--- BEGIN Records shown ---
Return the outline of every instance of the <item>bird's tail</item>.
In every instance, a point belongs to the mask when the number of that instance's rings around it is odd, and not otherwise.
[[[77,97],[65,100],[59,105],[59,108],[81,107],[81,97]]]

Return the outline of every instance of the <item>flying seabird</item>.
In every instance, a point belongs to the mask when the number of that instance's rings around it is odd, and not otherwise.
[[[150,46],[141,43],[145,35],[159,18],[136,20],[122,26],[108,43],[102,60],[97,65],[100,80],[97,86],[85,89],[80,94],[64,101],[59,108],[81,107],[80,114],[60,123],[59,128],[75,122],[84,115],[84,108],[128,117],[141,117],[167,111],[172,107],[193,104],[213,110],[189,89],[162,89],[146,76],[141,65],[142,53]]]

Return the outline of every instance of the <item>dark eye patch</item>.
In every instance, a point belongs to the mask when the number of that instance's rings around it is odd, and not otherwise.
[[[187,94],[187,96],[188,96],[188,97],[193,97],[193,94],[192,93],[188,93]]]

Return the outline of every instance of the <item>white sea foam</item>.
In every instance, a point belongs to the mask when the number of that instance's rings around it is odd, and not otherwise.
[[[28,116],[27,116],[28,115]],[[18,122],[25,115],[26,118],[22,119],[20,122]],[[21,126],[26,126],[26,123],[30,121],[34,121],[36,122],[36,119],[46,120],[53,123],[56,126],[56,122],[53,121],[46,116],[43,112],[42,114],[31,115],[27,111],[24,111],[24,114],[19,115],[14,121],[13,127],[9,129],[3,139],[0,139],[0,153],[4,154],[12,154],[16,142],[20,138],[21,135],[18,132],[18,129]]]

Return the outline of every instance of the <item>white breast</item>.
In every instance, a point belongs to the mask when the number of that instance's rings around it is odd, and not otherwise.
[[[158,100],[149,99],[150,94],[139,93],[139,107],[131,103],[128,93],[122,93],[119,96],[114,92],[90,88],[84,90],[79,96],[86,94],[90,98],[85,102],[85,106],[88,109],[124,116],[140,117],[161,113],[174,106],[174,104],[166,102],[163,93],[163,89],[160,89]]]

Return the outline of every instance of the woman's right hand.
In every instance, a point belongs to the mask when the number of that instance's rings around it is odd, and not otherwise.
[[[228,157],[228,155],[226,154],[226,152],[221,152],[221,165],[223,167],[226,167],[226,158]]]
--- END Records shown ---
— Short task —
Reproduce the listing above word for word, changing nothing.

— The reply —
Return the outline of every instance of the <item>bird's tail</item>.
In every instance, a point belongs to the mask when the number of that instance's rings around it is odd, and not otherwise.
[[[77,97],[65,100],[59,105],[59,108],[81,107],[81,97]]]

Return the outline of every instance of the <item>flying seabird</item>.
In every instance, a point belongs to the mask when the number of that instance's rings around it is odd, and not otherwise.
[[[150,46],[141,43],[145,35],[159,18],[136,20],[122,26],[108,43],[102,60],[97,65],[100,80],[97,86],[85,89],[80,94],[64,101],[59,108],[81,107],[80,114],[60,123],[59,128],[75,122],[84,115],[84,108],[128,117],[141,117],[167,111],[172,107],[193,104],[213,110],[189,89],[162,89],[146,76],[141,65],[142,53]]]

Return the outline of every instance of the <item>dark eye patch</item>.
In every instance, a point belongs to the mask when the number of that instance's rings around it is odd, and not otherwise.
[[[187,94],[187,96],[188,96],[188,97],[193,97],[193,94],[192,93],[188,93]]]

Return the outline of every instance of the <item>white sea foam</item>.
In every instance, a point belongs to the mask when the number of that instance's rings around it is odd, and not otherwise.
[[[28,116],[27,116],[28,115]],[[18,122],[25,115],[26,118],[22,119],[20,122]],[[21,126],[26,126],[26,123],[30,121],[34,121],[36,122],[36,119],[46,120],[53,123],[56,126],[56,122],[53,121],[46,116],[43,112],[42,114],[31,115],[27,111],[24,111],[24,114],[19,115],[14,121],[13,127],[9,129],[3,139],[0,139],[0,153],[4,154],[12,154],[16,142],[20,138],[21,135],[18,132],[18,129]]]

Return the outline of every instance of the <item>white breast</item>.
In every instance, a point belongs to the mask when the number of that instance's rings around it is odd, and not otherwise.
[[[158,100],[149,99],[150,94],[139,93],[139,107],[131,103],[128,93],[122,93],[119,96],[114,92],[90,88],[84,90],[79,96],[86,94],[90,98],[85,102],[85,106],[88,109],[124,116],[140,117],[161,113],[174,106],[174,104],[166,102],[163,93],[163,89],[160,89]]]

Return the outline of every instance of the woman's right hand.
In every instance, a point belongs to the mask when the number of that instance's rings around it is odd, and not otherwise.
[[[228,157],[228,155],[226,154],[226,152],[221,152],[221,165],[223,167],[226,167],[226,158]]]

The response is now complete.